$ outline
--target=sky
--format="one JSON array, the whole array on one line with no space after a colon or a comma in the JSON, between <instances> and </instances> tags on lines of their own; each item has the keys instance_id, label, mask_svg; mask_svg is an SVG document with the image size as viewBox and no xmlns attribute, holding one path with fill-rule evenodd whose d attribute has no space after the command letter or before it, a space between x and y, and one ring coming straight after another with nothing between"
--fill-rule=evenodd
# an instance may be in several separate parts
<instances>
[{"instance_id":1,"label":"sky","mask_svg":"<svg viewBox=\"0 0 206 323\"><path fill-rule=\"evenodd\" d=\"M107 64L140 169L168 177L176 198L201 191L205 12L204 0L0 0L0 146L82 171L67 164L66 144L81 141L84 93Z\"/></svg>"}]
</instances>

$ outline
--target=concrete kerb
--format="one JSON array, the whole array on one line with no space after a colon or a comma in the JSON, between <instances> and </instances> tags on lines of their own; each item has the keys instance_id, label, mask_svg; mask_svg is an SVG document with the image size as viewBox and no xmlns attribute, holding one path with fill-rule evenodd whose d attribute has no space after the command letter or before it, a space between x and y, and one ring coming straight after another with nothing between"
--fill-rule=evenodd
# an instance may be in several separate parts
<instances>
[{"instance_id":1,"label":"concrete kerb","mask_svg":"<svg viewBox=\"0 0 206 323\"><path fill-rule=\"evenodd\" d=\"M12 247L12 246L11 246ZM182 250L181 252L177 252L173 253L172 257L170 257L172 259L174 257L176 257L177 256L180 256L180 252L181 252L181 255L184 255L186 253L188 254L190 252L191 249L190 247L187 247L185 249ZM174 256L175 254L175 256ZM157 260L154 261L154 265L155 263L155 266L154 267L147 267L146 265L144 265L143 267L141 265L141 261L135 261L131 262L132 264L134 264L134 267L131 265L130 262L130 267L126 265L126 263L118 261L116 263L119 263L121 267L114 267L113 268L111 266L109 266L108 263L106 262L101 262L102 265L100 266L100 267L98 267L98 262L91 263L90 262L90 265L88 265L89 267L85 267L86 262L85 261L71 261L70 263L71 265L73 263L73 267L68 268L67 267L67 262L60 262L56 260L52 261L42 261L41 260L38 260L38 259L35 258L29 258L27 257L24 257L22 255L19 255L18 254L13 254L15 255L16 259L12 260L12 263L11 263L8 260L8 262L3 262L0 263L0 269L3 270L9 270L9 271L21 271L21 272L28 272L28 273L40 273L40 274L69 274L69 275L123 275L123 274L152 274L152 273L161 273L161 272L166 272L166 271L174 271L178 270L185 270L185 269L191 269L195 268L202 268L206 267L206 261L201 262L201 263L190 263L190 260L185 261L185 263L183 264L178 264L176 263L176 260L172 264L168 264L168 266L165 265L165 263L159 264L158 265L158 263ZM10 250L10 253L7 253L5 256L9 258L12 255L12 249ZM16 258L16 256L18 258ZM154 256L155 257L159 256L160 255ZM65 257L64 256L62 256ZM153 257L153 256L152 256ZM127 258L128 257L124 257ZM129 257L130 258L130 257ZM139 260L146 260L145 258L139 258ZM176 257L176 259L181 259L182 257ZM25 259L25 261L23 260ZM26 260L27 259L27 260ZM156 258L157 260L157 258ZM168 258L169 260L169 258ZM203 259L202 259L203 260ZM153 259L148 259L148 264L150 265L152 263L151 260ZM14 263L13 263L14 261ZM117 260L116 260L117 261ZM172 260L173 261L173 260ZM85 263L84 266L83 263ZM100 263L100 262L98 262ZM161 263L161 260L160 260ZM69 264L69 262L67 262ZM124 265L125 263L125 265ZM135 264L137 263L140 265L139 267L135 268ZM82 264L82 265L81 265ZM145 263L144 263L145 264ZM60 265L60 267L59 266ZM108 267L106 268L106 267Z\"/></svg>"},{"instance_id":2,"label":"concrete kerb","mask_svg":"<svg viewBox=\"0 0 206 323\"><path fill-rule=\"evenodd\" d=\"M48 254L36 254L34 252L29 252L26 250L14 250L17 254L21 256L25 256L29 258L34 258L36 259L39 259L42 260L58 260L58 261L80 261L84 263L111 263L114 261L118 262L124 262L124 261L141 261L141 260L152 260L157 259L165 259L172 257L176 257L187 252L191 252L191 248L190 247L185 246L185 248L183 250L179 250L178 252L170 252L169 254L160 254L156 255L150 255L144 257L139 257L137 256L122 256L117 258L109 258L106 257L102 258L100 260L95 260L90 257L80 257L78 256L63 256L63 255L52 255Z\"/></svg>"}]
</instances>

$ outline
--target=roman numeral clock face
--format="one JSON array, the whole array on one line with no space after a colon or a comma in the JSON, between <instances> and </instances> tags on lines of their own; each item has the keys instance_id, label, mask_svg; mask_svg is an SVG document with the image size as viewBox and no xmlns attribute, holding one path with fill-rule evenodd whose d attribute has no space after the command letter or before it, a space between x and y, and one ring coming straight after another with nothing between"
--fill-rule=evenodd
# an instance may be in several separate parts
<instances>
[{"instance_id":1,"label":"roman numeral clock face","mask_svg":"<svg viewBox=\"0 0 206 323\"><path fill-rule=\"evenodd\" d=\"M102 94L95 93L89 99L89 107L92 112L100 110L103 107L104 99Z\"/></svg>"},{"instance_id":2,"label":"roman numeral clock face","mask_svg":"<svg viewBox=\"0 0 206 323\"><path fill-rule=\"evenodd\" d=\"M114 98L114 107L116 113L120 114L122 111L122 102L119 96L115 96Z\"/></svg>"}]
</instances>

_____

• **Your objective**:
Reproduce each record shown above without altering a single word.

• **Task response**:
$ outline
--target=sky
--format="one JSON array, the whole array on one line with no space after a colon or a comma in the JSON, between <instances> and </instances> tags on lines of their own; each item has the keys instance_id, label, mask_svg; mask_svg is an SVG document with the image size as viewBox and no xmlns attribute, holding one path with fill-rule evenodd whose d attribute has no space after the command letter or before it, a space between x and y, and one ring coming straight after another with nothing between"
--fill-rule=evenodd
# an instance may be in several separate parts
<instances>
[{"instance_id":1,"label":"sky","mask_svg":"<svg viewBox=\"0 0 206 323\"><path fill-rule=\"evenodd\" d=\"M107 64L140 169L168 177L176 198L201 191L205 12L204 0L0 0L0 146L82 171L67 164L66 144L81 141L84 93Z\"/></svg>"}]
</instances>

$ outline
--target=concrete kerb
--format="one JSON array, the whole array on one line with no space after a colon or a comma in the JSON, between <instances> and </instances> tags on lines of their own; each item has the keys instance_id, label, mask_svg; mask_svg is an SVG document with the image size as viewBox and no xmlns attribute, holding one path with fill-rule evenodd whose d attribute has no space after the command letter or before it, a space between x and y, and one ring coming straight after another with nothing between"
--fill-rule=evenodd
# an instance may be in several separate parts
<instances>
[{"instance_id":1,"label":"concrete kerb","mask_svg":"<svg viewBox=\"0 0 206 323\"><path fill-rule=\"evenodd\" d=\"M12 247L12 246L11 246ZM182 250L181 252L177 252L173 253L172 257L170 257L172 259L174 257L176 257L177 256L180 256L180 252L181 252L181 255L184 255L186 253L188 254L190 252L191 249L190 247L187 247L185 249ZM174 256L175 254L175 256ZM157 260L154 261L154 265L155 263L155 266L154 267L147 267L146 265L144 265L143 267L141 265L141 261L135 261L131 262L132 264L134 264L134 267L131 265L130 262L130 267L126 265L126 263L118 261L116 263L119 263L121 267L114 267L113 268L111 266L109 266L108 263L106 262L101 262L102 265L100 266L100 267L98 267L98 262L91 263L90 262L90 265L88 265L89 267L85 267L86 262L85 261L71 261L70 263L71 265L73 263L73 267L68 268L67 267L67 262L60 262L56 260L52 261L42 261L41 260L38 260L38 259L35 258L29 258L27 257L24 257L22 255L19 255L18 254L13 254L15 255L16 259L12 260L12 263L11 263L8 260L8 262L3 262L0 263L0 269L3 270L9 270L9 271L21 271L21 272L28 272L28 273L40 273L40 274L69 274L69 275L123 275L123 274L152 274L152 273L161 273L161 272L166 272L166 271L174 271L178 270L185 270L185 269L191 269L195 268L202 268L206 267L206 261L201 262L201 263L190 263L190 260L185 261L185 263L183 264L178 264L176 263L176 260L172 264L168 264L168 266L165 265L165 263L159 264L158 265L158 263ZM10 250L10 253L7 253L5 256L9 258L12 255L12 249ZM16 258L16 256L18 258ZM154 256L155 257L159 256L160 255ZM65 257L64 256L62 256ZM153 257L153 256L152 256ZM127 258L128 257L124 257ZM129 257L130 258L130 257ZM139 260L146 260L145 258L139 258ZM176 257L176 259L181 259L182 257ZM25 259L25 261L23 260ZM26 260L27 259L27 260ZM156 258L157 260L157 258ZM168 258L169 260L169 258ZM203 259L202 259L203 260ZM153 259L148 259L148 264L150 265L152 263L151 260ZM14 263L13 263L14 261ZM117 260L116 260L117 261ZM172 260L173 261L173 260ZM85 263L84 266L83 263ZM100 263L100 262L98 262ZM161 263L161 260L160 260ZM69 264L69 262L67 262ZM124 265L125 263L125 265ZM135 264L137 263L140 265L139 267L135 268ZM82 264L82 265L81 265ZM145 263L144 263L145 264ZM60 265L60 267L59 266ZM108 267L106 268L106 267Z\"/></svg>"},{"instance_id":2,"label":"concrete kerb","mask_svg":"<svg viewBox=\"0 0 206 323\"><path fill-rule=\"evenodd\" d=\"M48 254L36 254L34 252L29 252L26 250L14 250L17 254L21 256L25 256L29 258L34 258L36 259L39 259L42 260L58 260L58 261L80 261L84 263L111 263L114 261L118 262L124 262L124 261L141 261L141 260L152 260L157 259L165 259L172 257L176 257L187 252L191 252L191 248L190 247L185 246L185 248L183 250L179 250L178 252L170 252L169 254L160 254L156 255L150 255L144 257L139 257L137 256L122 256L117 258L109 258L106 257L102 258L100 260L95 260L90 257L80 257L78 256L63 256L63 255L52 255Z\"/></svg>"}]
</instances>

$ outline
--target=roman numeral clock face
--format="one JSON array, the whole array on one line with no space after a colon or a comma in the JSON, between <instances> and </instances> tags on lines of their own; each item has the keys instance_id, label, mask_svg; mask_svg is an SVG document with the image size as viewBox and no xmlns attribute, holding one path with fill-rule evenodd whose d attribute has no space after the command letter or before it, a space between x and y, and one ring coming straight after another with nothing between"
--fill-rule=evenodd
# an instance may be in several separate parts
<instances>
[{"instance_id":1,"label":"roman numeral clock face","mask_svg":"<svg viewBox=\"0 0 206 323\"><path fill-rule=\"evenodd\" d=\"M102 94L95 93L89 99L89 107L92 112L100 110L103 107L104 99Z\"/></svg>"},{"instance_id":2,"label":"roman numeral clock face","mask_svg":"<svg viewBox=\"0 0 206 323\"><path fill-rule=\"evenodd\" d=\"M114 98L114 107L116 113L120 114L122 111L122 102L119 96L115 96Z\"/></svg>"}]
</instances>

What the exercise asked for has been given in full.